### Problem
Copy out the records that follow, leaving every character as it is.

++++

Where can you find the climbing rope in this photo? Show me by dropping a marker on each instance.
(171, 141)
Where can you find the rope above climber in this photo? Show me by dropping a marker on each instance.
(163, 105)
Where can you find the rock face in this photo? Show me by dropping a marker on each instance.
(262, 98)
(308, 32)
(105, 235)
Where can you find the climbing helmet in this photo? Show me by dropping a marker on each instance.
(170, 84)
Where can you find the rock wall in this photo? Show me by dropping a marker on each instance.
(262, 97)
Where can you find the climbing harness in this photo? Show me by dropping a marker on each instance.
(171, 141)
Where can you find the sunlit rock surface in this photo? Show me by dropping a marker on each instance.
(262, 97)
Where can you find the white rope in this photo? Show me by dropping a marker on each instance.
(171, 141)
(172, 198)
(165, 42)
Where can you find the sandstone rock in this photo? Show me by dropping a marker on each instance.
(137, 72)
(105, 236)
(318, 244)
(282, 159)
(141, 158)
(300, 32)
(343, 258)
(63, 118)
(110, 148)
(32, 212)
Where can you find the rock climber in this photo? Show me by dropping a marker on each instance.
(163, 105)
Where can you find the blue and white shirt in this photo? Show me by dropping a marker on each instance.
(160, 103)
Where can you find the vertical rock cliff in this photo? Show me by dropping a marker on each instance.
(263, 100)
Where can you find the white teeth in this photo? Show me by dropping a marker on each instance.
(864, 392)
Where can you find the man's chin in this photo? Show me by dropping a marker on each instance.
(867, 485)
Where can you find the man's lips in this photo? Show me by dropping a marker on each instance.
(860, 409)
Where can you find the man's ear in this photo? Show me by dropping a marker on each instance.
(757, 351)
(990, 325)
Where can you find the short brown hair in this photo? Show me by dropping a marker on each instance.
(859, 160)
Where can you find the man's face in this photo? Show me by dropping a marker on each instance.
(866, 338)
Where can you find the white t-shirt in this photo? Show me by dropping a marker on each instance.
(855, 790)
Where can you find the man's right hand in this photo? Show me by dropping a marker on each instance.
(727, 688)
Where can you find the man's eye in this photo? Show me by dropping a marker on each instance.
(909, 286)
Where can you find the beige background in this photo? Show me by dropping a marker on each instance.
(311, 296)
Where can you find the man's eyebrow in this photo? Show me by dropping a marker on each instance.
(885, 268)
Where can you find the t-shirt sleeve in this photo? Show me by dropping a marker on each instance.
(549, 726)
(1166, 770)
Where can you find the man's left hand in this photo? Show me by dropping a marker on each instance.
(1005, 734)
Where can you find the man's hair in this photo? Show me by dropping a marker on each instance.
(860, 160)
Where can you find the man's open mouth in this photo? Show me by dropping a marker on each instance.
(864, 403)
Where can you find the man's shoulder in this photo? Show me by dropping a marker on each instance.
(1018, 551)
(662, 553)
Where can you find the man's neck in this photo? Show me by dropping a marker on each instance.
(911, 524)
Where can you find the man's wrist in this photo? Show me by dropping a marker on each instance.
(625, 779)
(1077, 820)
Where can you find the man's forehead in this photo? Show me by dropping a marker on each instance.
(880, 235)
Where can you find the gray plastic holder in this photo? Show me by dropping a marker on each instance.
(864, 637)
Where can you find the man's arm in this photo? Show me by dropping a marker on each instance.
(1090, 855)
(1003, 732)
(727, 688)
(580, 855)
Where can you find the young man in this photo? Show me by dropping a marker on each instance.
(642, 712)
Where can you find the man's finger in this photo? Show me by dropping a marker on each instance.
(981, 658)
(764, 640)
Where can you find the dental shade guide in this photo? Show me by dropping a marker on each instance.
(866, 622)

++++

### Solution to this exercise
Where can you find the climbing rope in this photo? Show me by dropping a marker on each instance.
(171, 141)
Where can you find the rope above climber in this photo? Show me by dropping a marker on each instance.
(163, 105)
Where can you find the rock face in this photo? Show me by dropping a marker on each instance.
(262, 98)
(308, 32)
(105, 235)
Where can you find the climbing helmet in this photo? Show me by dropping a marker on each instance.
(170, 84)
Where can you find the rock wall in this photo? Show me by dropping a marker on each instance.
(262, 97)
Where can you find the climbing harness in this photo? Show me by dropping a marker on each instance.
(171, 141)
Where can you find the sunlit rock surface in this photo? Show me by dropping a marker on each instance.
(262, 97)
Where can you find the white rope in this photo? Show me by dropping a marker on each instance.
(171, 141)
(172, 198)
(165, 42)
Where can you find the sandstone rock in this photo? Show me by dropping a marker on each instance.
(137, 72)
(105, 236)
(318, 244)
(282, 159)
(141, 158)
(300, 32)
(343, 258)
(63, 118)
(110, 148)
(32, 212)
Where can you find the rock climber in this photo? Show me by dropping a marker on each instance.
(163, 105)
Where can you find the blue and white shirt in this photo? Show me by dropping a marker on each instance.
(160, 103)
Where can you find the vertical rock cliff in this photo? Show me by dropping a marker on each instance.
(263, 100)
Where can you find the white teeth in this photo? Show me by dropping a marker on each instance.
(864, 392)
Where can you find the man's chin in this photo? Show me by dropping a marker on each instance.
(867, 485)
Where can you find the man's lips in this photo? Show me by dropping a marker on each instance.
(860, 409)
Where can you find the man's ear in this photo? Show me by dropping a marker on each instance.
(757, 351)
(990, 325)
Where can you find the short brown hair in this photo? Show me by dropping a marker on each instance.
(859, 160)
Where can you find the man's face in this photo? Show me by dropping a marker on each instance.
(866, 338)
Where can you find the white t-shirt in this photo? Show me by dropping a marker on each instance.
(855, 790)
Where can you find the man's right hand in this photo? Show me by dropping a marker on each instance.
(727, 688)
Where can you find the man's eye in this photo? Show me by dropping a marker on each instance.
(909, 286)
Where can you find the beige background in this photo? Show me by dropping a marker on each instance.
(311, 296)
Where can you find the man's eyebrow in this photo? Show me by dropping a marker on each instance.
(885, 268)
Where can you find the t-shirt sleeve in this photo? Show me by dropping a marker on each instance.
(549, 726)
(1166, 770)
Where can you find the man's left hand in this photo? Show me by dropping a marker on each instance.
(1005, 734)
Where can you find the man's hair in this photo? Show me by dropping a marker on each instance.
(860, 160)
Where can you find the man's open mouth in this photo? Show me by dropping a marker on each instance.
(864, 403)
Where can you find the man's shoulder in this photo? Show me by dropping a marker on each instance.
(1018, 551)
(662, 553)
Where can you find the man's neck in this photo? Show me by dropping a marker on each instance.
(911, 524)
Where can you find the man's wrist in this photo? Show me by dropping a marker on each instance.
(625, 779)
(1077, 820)
Where can you find the man's forehead in this photo? Show me by dropping a marker on each instance.
(880, 235)
Where can you find the gray plastic holder in this photo? Show me by dropping a marker on each instance.
(864, 637)
Where can you find the man's arm in this photo? Show me by dropping a marker on each instance.
(1090, 855)
(1003, 732)
(727, 688)
(580, 855)
Where can you find the young man in this photo? Show me by dropping a marker on each instance.
(642, 712)
Where can you find the man's finger in this photo? Show me by dropping a marker on each instance.
(981, 658)
(764, 640)
Where can you find the dental shade guide in this photo? Show me by dropping a marker on each instance.
(866, 622)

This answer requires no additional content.